# [Required work]
Copy every line of the records below that contains the word "blue".

# [Excerpted data]
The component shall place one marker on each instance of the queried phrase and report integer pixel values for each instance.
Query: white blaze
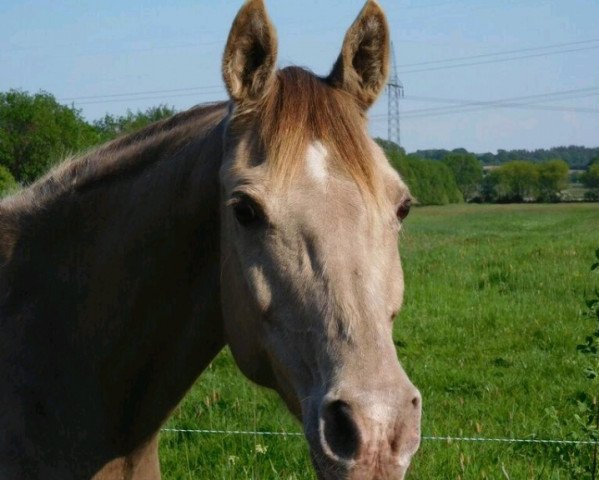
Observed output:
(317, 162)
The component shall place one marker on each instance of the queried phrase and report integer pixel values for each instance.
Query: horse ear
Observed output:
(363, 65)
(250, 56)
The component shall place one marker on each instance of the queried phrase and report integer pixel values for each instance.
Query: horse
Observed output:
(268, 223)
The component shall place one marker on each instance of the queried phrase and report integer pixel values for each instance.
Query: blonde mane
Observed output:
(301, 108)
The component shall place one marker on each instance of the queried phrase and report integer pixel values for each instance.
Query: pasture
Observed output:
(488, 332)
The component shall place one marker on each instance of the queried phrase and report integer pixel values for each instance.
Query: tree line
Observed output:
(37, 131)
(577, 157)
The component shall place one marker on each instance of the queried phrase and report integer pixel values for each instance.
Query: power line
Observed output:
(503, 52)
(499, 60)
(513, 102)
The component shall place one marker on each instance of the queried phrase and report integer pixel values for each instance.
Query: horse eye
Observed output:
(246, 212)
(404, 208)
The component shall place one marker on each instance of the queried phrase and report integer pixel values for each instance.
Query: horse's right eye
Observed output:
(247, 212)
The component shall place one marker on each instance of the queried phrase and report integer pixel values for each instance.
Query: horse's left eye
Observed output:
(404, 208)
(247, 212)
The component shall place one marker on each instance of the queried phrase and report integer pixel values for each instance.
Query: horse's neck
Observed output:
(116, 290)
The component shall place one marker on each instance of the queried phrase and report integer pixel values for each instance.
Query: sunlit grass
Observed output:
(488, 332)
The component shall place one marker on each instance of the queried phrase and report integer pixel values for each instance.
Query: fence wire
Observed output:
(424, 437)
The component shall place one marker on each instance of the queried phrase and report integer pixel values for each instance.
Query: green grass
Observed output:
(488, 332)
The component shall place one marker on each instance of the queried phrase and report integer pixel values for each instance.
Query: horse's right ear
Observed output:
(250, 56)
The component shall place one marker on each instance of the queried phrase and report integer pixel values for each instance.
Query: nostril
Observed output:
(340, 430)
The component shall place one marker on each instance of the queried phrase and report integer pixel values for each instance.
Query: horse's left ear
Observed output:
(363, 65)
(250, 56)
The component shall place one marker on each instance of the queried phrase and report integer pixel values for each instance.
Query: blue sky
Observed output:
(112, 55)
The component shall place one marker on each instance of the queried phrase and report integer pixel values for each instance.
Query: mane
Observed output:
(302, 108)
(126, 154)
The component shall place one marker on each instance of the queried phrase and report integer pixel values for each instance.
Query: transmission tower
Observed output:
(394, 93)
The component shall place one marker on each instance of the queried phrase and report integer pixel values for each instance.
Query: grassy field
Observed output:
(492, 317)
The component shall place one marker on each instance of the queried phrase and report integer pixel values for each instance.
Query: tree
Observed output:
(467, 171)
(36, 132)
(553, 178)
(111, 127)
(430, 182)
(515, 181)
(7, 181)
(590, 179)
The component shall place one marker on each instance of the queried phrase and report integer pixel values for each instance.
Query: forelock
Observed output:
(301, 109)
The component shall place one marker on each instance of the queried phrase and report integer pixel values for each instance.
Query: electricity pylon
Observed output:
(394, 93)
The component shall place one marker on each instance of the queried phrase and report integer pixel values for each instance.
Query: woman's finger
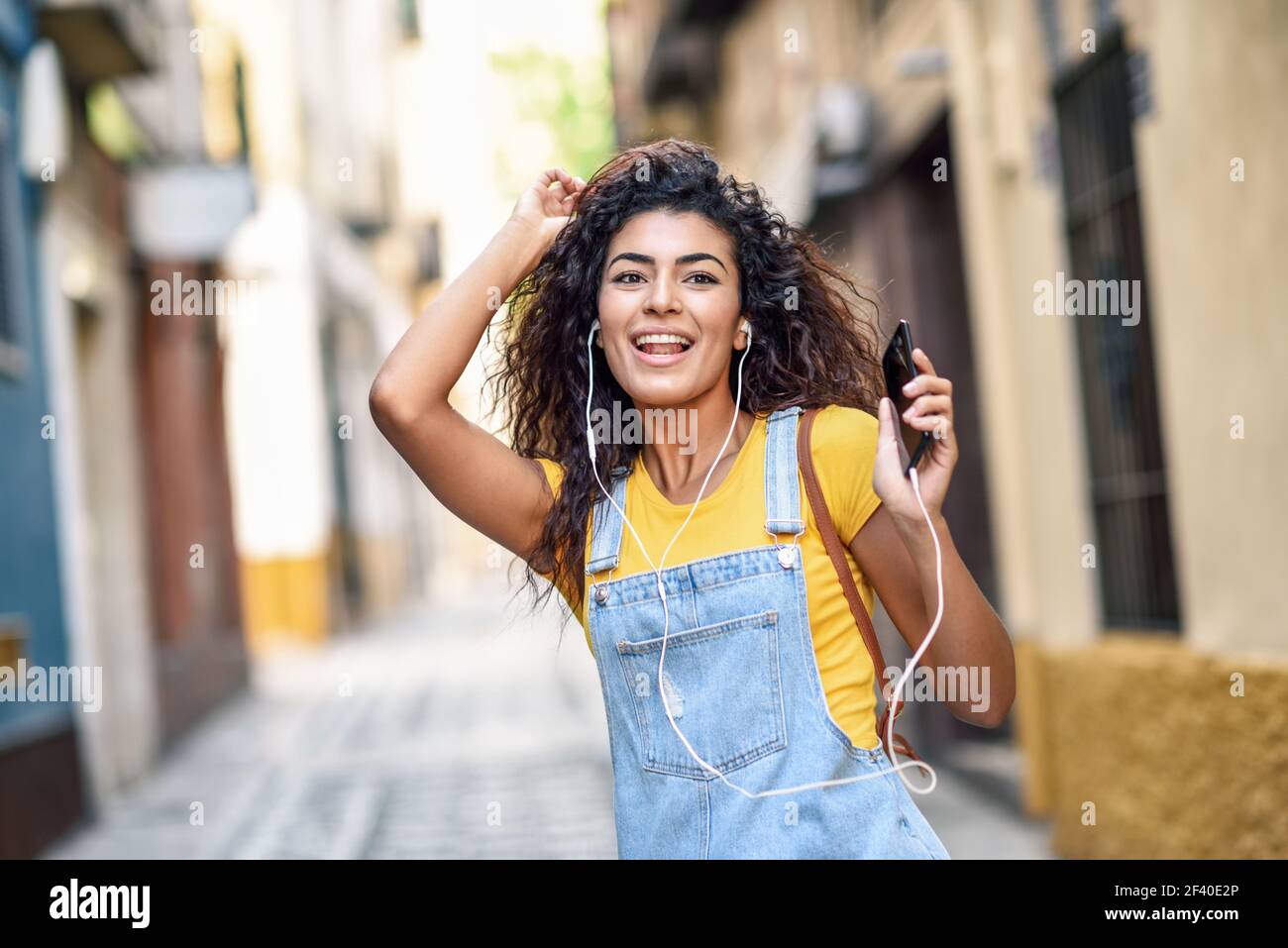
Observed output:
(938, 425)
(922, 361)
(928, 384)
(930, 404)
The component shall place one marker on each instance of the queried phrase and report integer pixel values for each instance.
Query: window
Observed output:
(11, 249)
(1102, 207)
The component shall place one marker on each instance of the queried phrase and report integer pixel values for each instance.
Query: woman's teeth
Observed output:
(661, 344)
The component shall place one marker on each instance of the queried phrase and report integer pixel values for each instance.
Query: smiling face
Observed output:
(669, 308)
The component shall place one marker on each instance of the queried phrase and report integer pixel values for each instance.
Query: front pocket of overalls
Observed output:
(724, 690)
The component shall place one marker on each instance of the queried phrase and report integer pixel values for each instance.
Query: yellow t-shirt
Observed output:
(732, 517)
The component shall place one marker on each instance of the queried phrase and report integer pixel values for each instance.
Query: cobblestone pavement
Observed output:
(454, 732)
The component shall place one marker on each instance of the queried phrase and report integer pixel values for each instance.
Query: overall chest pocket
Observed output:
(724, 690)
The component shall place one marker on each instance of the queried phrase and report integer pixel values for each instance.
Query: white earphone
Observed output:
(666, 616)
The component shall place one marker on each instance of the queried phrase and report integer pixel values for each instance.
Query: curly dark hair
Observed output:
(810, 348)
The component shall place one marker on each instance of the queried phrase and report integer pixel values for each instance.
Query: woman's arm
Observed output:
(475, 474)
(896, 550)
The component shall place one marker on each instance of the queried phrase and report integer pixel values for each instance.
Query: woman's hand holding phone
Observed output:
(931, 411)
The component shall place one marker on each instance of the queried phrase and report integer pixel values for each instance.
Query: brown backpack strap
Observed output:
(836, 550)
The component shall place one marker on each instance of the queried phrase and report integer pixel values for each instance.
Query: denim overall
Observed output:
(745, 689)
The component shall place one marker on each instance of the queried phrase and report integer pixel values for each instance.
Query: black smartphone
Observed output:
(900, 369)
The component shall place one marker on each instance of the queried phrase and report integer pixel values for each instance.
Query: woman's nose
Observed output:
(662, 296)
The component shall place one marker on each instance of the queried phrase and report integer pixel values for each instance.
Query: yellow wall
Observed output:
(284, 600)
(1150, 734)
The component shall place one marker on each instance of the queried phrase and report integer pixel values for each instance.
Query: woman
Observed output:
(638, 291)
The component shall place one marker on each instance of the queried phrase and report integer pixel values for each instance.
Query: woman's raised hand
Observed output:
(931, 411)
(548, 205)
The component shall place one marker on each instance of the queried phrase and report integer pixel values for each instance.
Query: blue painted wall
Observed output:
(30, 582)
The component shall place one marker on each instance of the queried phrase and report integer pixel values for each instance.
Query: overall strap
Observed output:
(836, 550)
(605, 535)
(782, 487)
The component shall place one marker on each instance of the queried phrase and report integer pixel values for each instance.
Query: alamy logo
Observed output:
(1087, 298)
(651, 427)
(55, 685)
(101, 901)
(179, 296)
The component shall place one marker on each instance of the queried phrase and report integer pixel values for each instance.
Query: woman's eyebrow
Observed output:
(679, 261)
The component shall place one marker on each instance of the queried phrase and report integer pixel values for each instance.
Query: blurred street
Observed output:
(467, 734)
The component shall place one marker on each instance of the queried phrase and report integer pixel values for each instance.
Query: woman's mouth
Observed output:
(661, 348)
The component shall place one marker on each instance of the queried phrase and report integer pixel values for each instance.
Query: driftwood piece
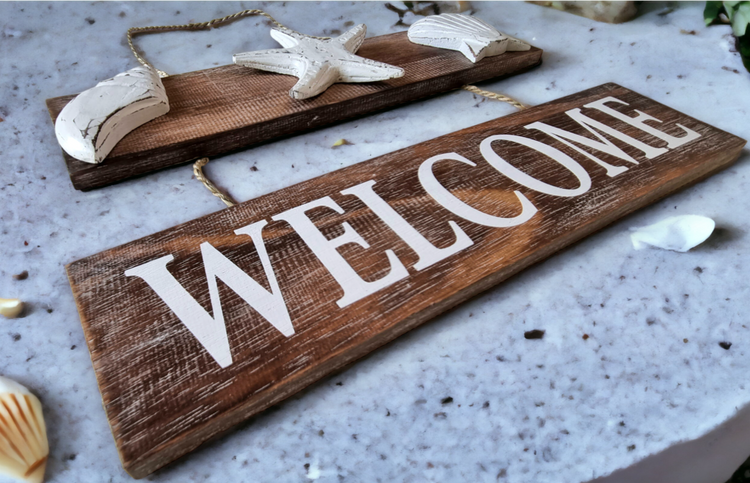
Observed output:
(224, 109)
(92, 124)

# [Reply]
Query: blue sky
Query: blue painted wall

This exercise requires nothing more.